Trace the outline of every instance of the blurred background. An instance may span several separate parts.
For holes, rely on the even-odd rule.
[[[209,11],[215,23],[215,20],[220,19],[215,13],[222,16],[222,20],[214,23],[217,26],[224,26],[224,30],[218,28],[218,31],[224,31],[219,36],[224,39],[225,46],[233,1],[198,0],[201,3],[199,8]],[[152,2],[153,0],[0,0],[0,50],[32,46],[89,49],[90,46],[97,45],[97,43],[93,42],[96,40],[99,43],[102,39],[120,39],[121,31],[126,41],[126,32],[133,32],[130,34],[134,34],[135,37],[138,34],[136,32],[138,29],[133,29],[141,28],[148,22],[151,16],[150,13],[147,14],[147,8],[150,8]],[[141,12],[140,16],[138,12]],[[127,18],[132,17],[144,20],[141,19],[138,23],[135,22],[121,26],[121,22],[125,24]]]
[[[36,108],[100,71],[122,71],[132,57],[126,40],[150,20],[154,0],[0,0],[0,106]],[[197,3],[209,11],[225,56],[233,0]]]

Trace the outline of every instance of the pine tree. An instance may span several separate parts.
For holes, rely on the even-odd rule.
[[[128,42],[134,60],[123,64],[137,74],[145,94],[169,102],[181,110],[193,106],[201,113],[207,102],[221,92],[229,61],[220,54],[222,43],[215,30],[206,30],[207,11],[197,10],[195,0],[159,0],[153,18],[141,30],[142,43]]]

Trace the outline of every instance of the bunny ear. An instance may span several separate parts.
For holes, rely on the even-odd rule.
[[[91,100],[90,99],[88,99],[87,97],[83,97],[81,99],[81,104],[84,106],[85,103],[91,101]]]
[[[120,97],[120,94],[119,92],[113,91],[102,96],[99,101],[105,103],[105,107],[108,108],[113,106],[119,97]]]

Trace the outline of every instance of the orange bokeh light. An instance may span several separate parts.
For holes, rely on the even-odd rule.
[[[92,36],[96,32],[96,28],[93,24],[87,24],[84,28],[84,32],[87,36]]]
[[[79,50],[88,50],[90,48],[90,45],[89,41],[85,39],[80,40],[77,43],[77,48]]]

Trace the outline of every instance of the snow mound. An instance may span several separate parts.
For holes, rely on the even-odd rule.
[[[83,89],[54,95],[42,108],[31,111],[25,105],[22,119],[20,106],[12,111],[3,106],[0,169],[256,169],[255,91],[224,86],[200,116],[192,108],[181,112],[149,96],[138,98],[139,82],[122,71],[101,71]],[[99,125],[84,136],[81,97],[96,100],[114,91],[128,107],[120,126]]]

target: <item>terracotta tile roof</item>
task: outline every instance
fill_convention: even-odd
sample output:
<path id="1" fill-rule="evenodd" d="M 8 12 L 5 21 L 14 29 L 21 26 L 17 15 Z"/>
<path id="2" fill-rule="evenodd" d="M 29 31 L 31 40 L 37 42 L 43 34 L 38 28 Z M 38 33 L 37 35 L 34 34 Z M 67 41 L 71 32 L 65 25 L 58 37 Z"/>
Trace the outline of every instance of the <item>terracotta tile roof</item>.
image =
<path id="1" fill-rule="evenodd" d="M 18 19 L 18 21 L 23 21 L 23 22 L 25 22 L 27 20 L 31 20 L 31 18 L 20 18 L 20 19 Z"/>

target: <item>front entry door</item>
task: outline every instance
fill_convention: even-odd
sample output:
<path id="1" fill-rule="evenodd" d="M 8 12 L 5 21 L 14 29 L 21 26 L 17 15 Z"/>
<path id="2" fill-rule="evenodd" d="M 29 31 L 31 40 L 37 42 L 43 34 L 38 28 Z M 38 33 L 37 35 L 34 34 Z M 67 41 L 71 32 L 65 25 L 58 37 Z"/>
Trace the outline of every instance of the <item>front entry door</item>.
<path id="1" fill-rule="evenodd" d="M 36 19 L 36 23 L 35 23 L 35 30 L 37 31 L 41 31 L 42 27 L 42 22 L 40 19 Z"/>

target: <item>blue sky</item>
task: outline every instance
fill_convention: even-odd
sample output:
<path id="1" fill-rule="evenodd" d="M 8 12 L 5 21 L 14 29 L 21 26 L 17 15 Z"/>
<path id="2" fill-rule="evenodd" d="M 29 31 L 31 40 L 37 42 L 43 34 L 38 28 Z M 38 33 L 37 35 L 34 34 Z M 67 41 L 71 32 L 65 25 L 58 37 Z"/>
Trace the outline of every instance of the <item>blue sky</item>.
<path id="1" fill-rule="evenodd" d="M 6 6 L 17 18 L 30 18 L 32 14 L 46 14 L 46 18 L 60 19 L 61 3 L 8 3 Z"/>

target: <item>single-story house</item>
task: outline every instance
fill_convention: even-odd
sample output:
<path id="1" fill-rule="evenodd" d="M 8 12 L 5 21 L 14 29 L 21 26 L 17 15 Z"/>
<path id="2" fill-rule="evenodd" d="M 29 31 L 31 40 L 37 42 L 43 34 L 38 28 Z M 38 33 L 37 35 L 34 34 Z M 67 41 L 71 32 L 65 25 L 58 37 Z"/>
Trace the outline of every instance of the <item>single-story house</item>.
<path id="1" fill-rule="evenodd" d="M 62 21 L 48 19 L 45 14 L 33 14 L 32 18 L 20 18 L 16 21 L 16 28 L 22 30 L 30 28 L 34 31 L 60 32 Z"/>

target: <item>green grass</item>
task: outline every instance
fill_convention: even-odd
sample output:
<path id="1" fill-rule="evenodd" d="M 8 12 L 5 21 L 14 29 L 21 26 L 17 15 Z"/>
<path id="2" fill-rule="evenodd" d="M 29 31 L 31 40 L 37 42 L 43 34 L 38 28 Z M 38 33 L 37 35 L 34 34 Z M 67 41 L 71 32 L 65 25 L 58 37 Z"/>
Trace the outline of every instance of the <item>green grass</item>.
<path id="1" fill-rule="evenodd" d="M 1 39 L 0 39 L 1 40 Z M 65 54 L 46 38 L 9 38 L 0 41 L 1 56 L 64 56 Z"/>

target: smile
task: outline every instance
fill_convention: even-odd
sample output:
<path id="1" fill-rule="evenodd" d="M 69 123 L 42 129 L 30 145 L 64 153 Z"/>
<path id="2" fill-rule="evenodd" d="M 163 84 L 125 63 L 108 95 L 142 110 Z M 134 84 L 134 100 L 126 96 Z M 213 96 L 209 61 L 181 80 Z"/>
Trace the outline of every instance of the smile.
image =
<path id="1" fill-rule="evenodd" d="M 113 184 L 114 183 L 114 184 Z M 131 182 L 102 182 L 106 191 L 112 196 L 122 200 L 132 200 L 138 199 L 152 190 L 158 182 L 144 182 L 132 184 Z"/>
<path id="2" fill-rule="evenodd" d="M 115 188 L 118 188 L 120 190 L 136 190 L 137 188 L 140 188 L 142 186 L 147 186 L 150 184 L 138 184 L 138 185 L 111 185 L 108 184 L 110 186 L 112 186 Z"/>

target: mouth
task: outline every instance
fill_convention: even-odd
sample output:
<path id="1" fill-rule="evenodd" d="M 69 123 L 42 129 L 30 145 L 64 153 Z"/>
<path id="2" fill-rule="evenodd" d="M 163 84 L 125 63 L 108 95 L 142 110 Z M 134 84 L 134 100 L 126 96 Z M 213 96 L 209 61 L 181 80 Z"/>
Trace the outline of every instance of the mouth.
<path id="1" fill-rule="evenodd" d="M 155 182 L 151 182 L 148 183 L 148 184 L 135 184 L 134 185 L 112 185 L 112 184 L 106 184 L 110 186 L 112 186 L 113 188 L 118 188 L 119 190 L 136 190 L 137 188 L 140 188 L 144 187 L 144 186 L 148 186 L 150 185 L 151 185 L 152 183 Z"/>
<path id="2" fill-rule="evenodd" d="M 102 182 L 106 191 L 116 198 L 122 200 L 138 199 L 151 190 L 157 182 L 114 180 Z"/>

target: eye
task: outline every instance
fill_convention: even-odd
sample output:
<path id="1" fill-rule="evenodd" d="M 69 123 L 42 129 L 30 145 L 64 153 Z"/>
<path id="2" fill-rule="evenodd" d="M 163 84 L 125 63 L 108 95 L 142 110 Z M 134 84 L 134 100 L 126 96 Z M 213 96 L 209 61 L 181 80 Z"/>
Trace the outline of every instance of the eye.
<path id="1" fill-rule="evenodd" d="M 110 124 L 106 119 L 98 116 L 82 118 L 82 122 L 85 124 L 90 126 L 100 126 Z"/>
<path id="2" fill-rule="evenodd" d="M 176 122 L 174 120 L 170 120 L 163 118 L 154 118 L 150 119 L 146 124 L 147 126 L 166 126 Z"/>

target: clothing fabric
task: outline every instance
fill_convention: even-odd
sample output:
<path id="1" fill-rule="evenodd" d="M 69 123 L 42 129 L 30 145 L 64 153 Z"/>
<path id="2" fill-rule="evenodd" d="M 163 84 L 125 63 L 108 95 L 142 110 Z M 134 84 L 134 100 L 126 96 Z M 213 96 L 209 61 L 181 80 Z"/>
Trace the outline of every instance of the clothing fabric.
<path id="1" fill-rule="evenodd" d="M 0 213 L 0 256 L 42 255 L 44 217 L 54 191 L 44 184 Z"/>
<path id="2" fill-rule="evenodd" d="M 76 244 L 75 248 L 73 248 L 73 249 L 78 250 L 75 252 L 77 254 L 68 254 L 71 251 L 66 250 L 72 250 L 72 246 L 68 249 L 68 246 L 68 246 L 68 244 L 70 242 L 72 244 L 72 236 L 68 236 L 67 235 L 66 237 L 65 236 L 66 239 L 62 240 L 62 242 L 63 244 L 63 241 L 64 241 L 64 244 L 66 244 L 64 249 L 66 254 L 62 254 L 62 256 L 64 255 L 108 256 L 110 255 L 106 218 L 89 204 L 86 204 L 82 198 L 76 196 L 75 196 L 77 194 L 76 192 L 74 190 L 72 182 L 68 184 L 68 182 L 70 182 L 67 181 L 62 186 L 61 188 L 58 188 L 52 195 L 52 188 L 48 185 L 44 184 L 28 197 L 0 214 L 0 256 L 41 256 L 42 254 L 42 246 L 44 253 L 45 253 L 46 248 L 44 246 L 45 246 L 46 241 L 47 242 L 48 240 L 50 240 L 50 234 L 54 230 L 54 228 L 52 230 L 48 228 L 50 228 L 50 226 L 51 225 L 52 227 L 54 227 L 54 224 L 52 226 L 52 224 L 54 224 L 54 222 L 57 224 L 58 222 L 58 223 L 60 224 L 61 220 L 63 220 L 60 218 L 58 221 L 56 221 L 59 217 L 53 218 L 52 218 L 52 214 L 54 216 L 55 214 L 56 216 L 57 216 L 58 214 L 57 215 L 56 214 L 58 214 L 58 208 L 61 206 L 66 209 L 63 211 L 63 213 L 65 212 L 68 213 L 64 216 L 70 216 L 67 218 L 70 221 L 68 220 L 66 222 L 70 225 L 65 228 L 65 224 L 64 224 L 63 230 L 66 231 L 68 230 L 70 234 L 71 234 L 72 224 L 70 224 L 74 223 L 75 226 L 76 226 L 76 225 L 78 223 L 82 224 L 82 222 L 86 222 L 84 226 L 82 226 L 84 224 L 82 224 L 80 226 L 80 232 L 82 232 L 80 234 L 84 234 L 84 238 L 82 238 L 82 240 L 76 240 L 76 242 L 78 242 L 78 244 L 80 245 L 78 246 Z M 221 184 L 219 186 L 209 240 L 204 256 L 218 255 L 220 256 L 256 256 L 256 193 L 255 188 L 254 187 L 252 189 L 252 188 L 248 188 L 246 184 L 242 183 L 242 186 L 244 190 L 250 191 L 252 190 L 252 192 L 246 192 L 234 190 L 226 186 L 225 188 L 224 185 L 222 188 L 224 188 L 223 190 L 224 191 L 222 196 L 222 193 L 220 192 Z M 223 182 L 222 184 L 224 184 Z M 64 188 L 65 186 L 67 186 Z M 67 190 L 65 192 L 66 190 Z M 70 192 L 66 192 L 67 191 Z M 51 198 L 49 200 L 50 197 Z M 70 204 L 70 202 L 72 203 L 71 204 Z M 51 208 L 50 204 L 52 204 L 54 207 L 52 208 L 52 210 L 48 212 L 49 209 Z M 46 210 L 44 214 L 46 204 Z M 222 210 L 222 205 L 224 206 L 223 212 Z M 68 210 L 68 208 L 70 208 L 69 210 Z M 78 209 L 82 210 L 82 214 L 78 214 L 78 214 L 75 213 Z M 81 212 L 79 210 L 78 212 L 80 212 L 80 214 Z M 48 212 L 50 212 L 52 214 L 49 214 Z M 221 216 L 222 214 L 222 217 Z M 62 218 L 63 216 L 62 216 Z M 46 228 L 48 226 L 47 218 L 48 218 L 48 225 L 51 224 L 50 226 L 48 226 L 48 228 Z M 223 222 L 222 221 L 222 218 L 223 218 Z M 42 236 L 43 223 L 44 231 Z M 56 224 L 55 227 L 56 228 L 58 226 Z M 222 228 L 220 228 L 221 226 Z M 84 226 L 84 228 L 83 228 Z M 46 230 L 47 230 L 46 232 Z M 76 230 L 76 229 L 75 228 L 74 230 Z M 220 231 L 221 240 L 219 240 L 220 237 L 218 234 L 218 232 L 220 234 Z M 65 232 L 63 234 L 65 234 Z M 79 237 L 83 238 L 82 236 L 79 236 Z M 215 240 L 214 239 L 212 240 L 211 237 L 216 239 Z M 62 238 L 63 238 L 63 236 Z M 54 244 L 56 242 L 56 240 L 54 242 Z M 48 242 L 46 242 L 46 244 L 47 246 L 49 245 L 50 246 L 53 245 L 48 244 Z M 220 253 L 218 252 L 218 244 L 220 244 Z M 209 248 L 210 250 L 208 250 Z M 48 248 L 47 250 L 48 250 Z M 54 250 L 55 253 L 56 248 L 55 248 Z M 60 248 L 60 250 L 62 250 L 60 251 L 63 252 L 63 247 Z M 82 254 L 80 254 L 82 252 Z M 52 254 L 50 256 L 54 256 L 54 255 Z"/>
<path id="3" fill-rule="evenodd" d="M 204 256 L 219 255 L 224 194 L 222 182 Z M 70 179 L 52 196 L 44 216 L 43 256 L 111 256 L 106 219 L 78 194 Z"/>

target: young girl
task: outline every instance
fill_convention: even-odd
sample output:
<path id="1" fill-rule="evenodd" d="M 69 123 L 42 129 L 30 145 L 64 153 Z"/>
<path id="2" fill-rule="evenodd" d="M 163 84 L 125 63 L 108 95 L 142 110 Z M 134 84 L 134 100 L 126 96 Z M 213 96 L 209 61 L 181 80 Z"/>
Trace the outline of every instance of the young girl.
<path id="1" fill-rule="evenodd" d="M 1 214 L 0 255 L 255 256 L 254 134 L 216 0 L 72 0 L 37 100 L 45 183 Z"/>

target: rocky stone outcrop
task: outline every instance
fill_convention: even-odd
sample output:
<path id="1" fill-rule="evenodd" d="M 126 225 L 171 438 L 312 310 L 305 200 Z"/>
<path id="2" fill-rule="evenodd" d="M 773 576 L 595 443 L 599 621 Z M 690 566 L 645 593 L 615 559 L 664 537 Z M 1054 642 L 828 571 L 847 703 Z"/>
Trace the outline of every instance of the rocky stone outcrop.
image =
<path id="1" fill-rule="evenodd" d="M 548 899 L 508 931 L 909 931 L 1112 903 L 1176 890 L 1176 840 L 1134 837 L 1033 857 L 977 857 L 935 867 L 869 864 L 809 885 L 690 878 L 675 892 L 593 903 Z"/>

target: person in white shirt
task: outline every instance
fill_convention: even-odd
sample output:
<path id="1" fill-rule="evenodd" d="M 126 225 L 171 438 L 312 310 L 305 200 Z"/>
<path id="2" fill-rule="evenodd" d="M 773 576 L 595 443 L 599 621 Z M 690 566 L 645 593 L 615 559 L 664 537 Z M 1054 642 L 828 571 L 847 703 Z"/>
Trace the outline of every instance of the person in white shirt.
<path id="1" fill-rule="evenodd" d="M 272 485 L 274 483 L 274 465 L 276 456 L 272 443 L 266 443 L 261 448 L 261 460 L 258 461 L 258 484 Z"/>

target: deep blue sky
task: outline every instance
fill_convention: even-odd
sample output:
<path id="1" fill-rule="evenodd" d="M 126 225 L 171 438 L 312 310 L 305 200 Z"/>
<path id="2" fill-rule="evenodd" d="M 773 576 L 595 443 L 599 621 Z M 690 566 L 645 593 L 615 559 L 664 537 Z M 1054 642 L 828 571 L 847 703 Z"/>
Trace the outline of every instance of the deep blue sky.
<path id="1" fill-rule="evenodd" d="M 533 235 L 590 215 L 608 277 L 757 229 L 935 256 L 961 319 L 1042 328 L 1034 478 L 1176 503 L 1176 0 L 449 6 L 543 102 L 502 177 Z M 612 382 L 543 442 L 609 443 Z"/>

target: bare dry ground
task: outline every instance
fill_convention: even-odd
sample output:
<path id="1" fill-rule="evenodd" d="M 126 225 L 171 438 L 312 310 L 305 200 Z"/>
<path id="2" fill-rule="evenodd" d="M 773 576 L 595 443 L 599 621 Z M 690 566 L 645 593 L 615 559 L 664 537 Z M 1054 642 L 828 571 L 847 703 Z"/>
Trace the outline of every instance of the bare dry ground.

———

Exercise description: Reproduce the records unchanged, starting at the line that contains "target: <item>single-story house</item>" and ending at the line that contains "115 188 L 118", with both of those lines included.

Complete response:
target: <item>single-story house</item>
task: outline every instance
fill_convention: even-odd
sample output:
<path id="1" fill-rule="evenodd" d="M 8 12 L 5 21 L 14 29 L 21 26 L 17 15 Z"/>
<path id="2" fill-rule="evenodd" d="M 29 31 L 31 40 L 37 42 L 43 34 L 38 28 Z M 38 33 L 37 35 L 34 34 Z M 67 41 L 71 32 L 65 25 L 58 37 Z"/>
Trace the outline of every instance of the <item>single-story house</item>.
<path id="1" fill-rule="evenodd" d="M 62 21 L 48 19 L 45 14 L 33 14 L 32 18 L 20 18 L 16 21 L 16 28 L 22 30 L 30 28 L 34 31 L 60 32 Z"/>

target: <item>green grass</item>
task: outline every instance
fill_convention: even-odd
sample output:
<path id="1" fill-rule="evenodd" d="M 8 12 L 5 21 L 14 29 L 21 26 L 17 15 Z"/>
<path id="2" fill-rule="evenodd" d="M 29 31 L 31 40 L 37 42 L 43 34 L 38 28 Z M 38 33 L 37 35 L 34 34 Z M 67 41 L 71 32 L 65 25 L 58 37 Z"/>
Trace the outline of every instance of the <item>green grass</item>.
<path id="1" fill-rule="evenodd" d="M 1 39 L 0 39 L 1 40 Z M 65 54 L 46 38 L 9 38 L 0 41 L 1 56 L 64 56 Z"/>

target: smile
task: outline every instance
fill_convention: even-odd
sample output:
<path id="1" fill-rule="evenodd" d="M 69 123 L 42 129 L 30 145 L 64 153 Z"/>
<path id="2" fill-rule="evenodd" d="M 163 84 L 125 63 L 108 95 L 142 110 Z M 134 84 L 134 100 L 126 96 Z M 213 96 L 209 61 L 181 80 Z"/>
Trace the outline of every instance of the smile.
image =
<path id="1" fill-rule="evenodd" d="M 113 184 L 114 183 L 114 184 Z M 131 182 L 102 182 L 106 191 L 112 196 L 122 200 L 132 200 L 138 199 L 152 190 L 158 182 L 144 182 L 132 184 Z"/>
<path id="2" fill-rule="evenodd" d="M 115 188 L 118 188 L 120 190 L 136 190 L 137 188 L 140 188 L 142 186 L 147 186 L 150 184 L 138 184 L 138 185 L 111 185 L 108 184 L 110 186 L 112 186 Z"/>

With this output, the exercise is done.